Exercise directions —
Retype the material from the line with "Where can the man in" up to and including the line with "[[990, 320], [687, 124]]", reproducing each line exactly and leaving out any pictures.

Given records —
|---|

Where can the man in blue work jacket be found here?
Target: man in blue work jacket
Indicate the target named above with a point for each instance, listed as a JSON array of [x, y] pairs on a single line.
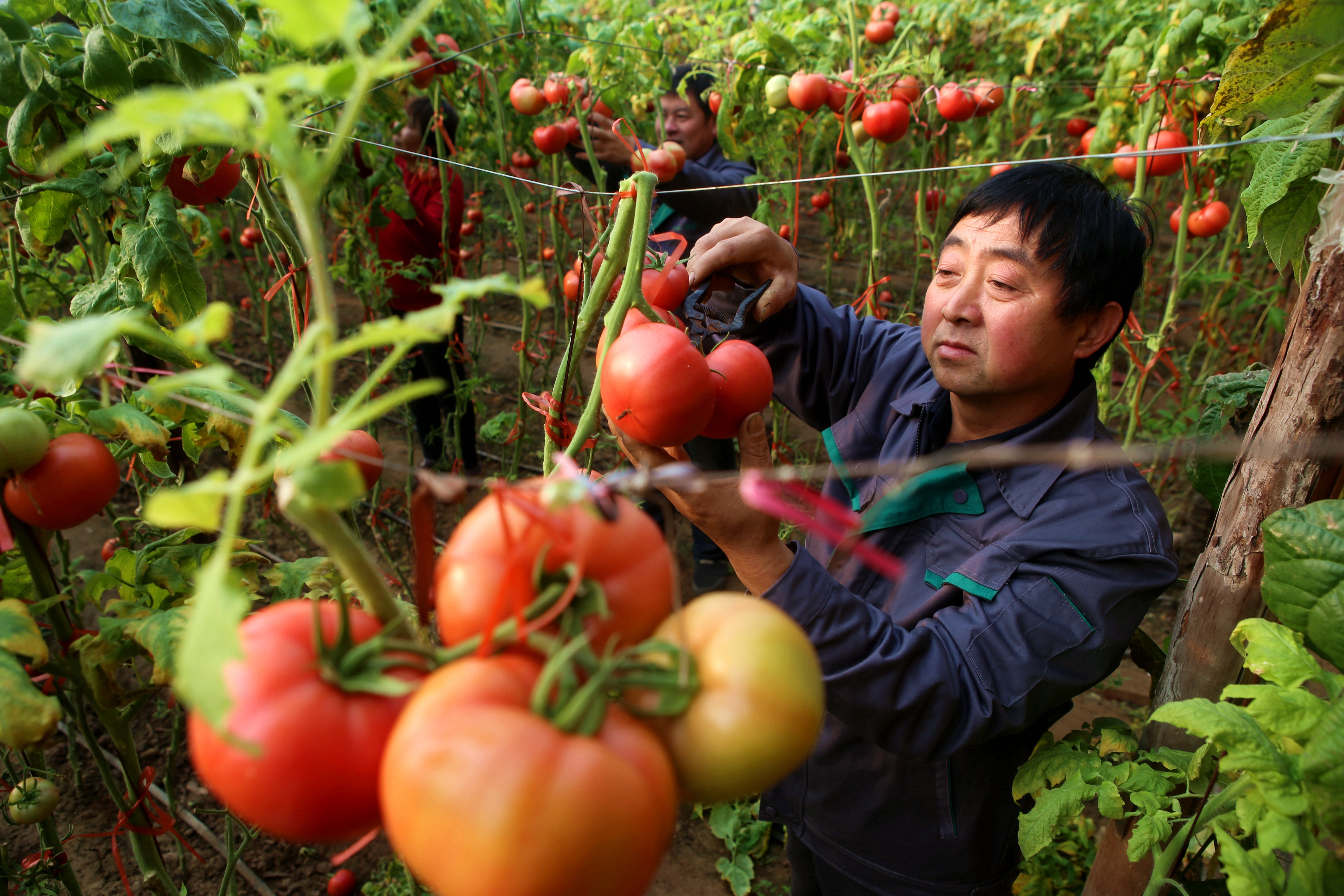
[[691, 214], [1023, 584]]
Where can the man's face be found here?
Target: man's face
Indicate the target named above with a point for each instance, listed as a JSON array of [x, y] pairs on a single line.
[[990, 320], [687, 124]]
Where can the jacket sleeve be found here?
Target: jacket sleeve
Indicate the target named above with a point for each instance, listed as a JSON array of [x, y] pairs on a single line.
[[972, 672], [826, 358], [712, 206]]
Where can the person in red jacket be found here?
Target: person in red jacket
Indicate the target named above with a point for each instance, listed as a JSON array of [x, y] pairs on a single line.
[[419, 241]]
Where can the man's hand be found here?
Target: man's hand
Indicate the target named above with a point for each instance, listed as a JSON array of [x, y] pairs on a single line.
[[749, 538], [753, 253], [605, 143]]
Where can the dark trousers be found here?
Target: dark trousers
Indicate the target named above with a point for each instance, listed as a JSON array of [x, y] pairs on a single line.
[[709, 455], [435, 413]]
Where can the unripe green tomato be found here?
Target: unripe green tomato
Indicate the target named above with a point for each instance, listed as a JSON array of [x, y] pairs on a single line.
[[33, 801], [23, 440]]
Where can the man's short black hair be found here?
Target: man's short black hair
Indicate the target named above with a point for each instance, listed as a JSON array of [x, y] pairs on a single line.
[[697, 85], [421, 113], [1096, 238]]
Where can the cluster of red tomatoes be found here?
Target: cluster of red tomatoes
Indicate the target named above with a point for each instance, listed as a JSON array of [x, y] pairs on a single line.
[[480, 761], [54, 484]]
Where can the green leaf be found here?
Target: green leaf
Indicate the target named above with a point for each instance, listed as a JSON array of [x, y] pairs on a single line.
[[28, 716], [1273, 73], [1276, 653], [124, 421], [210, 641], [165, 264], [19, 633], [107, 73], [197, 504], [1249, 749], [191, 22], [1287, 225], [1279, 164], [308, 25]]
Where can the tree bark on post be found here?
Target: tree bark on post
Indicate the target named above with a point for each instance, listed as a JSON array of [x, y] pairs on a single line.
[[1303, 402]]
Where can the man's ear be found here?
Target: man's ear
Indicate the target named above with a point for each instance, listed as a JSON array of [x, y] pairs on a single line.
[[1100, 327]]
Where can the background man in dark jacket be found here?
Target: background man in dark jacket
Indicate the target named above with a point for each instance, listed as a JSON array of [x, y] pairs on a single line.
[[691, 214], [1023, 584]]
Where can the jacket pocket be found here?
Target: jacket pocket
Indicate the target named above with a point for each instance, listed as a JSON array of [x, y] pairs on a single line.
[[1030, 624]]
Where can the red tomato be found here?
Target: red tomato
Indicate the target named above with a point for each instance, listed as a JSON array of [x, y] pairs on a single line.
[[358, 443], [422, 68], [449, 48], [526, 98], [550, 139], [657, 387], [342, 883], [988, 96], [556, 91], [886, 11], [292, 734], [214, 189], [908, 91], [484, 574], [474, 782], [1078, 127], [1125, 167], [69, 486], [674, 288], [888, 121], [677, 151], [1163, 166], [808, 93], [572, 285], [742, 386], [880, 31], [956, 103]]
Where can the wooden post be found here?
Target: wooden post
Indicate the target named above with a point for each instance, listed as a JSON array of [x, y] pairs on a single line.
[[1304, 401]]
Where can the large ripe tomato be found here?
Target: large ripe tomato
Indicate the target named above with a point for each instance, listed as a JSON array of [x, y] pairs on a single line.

|---|

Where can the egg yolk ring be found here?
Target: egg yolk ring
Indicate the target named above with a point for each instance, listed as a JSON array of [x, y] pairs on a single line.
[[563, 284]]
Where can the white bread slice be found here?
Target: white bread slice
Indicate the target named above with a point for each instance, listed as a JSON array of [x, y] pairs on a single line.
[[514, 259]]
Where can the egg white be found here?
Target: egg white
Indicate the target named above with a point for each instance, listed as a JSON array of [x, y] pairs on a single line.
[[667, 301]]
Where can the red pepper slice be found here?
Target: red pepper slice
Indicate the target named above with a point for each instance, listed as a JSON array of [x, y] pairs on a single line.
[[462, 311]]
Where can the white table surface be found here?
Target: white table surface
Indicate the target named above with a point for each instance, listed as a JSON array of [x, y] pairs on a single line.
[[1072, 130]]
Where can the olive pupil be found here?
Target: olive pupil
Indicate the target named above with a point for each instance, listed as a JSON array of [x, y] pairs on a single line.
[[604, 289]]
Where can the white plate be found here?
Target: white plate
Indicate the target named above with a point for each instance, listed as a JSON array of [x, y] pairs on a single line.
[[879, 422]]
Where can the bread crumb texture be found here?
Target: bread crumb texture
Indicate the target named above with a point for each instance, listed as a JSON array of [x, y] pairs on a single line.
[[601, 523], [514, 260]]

|---|

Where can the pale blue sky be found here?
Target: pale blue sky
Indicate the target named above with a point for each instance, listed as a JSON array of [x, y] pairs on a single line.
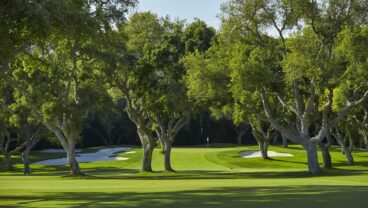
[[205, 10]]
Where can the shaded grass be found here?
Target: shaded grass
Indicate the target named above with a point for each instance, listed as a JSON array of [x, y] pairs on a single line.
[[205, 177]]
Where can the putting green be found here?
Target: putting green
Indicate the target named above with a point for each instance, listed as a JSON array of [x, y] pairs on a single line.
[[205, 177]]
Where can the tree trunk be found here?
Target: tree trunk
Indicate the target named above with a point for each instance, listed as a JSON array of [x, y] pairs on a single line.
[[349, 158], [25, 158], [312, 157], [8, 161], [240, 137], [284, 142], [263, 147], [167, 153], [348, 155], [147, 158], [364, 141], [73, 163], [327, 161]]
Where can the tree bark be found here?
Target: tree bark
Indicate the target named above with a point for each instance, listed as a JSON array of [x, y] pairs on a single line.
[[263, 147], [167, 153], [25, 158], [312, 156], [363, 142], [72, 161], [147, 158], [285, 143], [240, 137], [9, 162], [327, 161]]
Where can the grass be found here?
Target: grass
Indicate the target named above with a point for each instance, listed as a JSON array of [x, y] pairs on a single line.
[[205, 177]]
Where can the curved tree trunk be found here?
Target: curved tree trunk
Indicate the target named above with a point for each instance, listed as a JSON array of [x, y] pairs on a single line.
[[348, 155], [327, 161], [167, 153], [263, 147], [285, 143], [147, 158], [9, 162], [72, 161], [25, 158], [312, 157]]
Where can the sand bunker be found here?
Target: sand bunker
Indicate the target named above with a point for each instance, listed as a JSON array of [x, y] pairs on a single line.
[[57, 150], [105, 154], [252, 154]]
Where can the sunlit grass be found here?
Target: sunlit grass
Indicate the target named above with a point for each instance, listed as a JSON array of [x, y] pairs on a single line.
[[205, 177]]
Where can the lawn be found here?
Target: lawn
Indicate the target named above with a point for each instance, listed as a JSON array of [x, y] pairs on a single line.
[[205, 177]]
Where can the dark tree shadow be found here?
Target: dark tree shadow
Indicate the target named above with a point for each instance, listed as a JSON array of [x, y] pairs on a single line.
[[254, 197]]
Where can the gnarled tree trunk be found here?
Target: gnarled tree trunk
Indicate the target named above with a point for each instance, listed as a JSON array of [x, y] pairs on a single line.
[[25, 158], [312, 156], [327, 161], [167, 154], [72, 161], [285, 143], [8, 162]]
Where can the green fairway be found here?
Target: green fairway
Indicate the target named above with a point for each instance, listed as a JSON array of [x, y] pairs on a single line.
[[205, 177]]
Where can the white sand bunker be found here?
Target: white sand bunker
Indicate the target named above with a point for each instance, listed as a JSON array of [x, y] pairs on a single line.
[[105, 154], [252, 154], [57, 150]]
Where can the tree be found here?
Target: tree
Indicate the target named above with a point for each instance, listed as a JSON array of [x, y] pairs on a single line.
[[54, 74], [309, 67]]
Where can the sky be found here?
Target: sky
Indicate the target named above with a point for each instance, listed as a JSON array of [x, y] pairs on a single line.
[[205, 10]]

|---|

Solution to this problem —
Where can the man in blue work jacket be found here?
Target: man in blue work jacket
Indicate the target named above with a point for each instance, listed as a JSON array of [x, y] pairs on a single line.
[[691, 214], [1023, 584]]
Where can the man's face be found here?
Target: man's face
Indicate the target named above with a point for each instance, listed as a JSON array of [x, y] pairs on a single line.
[[990, 320], [687, 124]]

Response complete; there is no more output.